STATED PROBLEM
Find every line in the listing that contains the string "lapel" and copy each one. Case counts.

(Coordinate annotation entries)

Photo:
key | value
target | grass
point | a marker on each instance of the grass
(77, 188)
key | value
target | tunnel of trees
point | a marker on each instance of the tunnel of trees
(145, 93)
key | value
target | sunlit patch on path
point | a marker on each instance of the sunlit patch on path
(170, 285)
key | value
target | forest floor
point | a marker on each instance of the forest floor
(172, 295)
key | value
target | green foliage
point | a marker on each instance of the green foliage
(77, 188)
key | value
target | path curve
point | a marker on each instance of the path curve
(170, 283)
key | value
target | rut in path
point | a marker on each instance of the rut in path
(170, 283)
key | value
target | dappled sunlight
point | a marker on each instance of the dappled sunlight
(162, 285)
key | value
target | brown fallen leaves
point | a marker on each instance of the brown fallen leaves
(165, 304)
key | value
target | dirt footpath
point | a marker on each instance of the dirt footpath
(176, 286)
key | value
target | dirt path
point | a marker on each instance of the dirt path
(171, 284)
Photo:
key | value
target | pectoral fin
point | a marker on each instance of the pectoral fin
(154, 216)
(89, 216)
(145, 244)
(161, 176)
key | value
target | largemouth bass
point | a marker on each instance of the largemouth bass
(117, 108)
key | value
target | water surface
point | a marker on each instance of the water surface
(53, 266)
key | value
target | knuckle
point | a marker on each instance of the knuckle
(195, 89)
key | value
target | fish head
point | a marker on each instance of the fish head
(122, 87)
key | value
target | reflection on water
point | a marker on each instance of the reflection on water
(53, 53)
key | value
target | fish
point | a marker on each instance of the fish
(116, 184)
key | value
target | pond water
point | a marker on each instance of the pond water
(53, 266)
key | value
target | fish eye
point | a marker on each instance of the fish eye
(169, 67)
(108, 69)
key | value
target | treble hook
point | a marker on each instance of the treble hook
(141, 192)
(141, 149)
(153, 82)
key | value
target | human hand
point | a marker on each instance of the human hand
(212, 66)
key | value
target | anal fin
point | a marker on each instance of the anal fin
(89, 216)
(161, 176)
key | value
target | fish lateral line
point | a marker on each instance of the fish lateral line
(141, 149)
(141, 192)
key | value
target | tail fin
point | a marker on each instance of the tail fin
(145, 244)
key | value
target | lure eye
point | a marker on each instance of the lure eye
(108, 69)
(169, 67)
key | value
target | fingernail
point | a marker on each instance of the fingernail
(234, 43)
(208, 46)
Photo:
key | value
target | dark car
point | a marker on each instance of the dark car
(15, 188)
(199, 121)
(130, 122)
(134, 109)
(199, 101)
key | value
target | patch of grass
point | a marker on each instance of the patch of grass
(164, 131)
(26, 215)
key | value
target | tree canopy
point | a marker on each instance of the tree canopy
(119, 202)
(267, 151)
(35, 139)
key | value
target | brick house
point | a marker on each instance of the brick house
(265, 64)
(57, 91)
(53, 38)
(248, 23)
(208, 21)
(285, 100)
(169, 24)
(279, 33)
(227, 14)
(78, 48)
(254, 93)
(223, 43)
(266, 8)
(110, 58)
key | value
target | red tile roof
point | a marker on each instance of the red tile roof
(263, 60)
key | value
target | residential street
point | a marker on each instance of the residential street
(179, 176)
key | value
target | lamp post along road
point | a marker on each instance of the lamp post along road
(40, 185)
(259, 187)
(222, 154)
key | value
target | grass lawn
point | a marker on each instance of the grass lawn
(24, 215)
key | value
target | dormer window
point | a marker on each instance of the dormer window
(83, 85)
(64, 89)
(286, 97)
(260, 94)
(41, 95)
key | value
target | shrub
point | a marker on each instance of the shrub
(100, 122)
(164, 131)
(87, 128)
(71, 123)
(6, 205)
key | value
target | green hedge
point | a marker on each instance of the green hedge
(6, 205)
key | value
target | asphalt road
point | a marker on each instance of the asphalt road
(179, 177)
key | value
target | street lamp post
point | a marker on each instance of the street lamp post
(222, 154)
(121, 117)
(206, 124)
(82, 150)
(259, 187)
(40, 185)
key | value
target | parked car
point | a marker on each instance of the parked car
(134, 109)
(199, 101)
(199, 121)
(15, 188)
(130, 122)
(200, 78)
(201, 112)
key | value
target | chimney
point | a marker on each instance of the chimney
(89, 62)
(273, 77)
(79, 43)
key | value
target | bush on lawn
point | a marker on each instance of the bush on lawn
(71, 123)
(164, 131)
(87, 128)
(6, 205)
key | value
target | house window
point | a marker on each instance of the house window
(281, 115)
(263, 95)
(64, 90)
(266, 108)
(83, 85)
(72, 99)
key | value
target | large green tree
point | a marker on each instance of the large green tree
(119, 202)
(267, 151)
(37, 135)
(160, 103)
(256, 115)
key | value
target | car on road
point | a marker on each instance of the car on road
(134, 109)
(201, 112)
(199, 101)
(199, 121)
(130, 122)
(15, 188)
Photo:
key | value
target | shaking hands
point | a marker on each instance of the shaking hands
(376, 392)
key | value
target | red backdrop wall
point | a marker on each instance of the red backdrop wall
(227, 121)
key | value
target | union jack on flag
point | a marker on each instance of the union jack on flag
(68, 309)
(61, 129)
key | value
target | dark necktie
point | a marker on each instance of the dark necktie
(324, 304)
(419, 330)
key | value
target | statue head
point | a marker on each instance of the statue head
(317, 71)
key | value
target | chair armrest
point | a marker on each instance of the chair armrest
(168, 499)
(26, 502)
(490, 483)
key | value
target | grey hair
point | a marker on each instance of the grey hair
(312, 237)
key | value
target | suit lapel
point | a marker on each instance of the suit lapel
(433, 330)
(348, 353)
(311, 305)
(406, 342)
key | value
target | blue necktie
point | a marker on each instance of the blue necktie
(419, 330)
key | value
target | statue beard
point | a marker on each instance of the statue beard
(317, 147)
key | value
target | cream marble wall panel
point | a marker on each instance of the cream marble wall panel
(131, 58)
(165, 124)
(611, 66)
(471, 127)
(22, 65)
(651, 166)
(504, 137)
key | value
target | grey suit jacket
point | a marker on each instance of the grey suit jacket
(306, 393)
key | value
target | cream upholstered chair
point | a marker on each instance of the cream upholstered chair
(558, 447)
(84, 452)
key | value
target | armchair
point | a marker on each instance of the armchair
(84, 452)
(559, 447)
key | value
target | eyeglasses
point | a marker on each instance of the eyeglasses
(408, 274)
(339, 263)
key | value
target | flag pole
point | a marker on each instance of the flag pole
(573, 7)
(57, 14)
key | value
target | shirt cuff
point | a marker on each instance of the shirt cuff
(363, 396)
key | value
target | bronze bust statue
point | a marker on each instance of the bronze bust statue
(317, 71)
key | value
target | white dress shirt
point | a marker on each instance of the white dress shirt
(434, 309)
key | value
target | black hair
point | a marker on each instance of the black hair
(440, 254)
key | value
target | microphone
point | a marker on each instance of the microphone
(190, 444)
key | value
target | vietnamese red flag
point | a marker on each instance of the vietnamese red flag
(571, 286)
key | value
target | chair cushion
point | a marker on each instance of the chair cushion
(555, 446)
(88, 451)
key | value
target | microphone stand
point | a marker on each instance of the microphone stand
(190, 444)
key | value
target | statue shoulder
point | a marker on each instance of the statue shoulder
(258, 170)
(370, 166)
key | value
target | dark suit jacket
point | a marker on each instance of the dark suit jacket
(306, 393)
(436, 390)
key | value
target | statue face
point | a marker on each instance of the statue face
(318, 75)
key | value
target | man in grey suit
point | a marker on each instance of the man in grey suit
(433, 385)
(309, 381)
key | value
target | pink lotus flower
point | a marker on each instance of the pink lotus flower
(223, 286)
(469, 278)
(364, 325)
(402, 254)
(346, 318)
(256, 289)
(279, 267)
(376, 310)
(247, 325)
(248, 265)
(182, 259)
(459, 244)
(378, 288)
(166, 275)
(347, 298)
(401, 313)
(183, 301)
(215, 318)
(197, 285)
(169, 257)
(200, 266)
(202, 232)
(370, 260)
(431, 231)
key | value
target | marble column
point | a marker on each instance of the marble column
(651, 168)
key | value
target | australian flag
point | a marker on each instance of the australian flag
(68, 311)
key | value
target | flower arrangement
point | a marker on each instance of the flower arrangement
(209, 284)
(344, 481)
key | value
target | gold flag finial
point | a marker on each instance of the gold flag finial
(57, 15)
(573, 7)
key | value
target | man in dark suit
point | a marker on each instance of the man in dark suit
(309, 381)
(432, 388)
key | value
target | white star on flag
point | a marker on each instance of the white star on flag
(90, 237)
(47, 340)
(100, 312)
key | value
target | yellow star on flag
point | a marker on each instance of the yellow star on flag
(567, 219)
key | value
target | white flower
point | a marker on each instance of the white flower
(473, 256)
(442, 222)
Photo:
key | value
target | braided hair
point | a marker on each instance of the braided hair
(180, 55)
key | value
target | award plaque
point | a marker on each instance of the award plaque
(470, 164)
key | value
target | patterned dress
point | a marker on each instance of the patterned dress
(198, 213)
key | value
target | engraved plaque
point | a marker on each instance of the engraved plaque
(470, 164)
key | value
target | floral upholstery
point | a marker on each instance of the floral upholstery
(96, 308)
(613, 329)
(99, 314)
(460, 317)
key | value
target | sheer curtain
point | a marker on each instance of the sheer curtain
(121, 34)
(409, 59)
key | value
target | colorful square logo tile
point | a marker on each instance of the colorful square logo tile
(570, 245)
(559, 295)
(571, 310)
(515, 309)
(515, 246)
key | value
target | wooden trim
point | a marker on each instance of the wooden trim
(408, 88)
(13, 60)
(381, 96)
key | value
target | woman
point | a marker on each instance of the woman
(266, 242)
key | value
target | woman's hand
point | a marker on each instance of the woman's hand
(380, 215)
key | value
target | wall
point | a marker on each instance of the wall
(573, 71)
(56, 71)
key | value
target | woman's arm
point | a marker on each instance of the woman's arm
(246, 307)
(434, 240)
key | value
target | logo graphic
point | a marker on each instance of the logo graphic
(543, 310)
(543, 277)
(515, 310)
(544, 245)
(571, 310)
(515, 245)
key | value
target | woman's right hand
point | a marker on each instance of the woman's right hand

RESPONSE FOR THIS EXERCISE
target | suit lapel
point | a marker on each instance of the suit lapel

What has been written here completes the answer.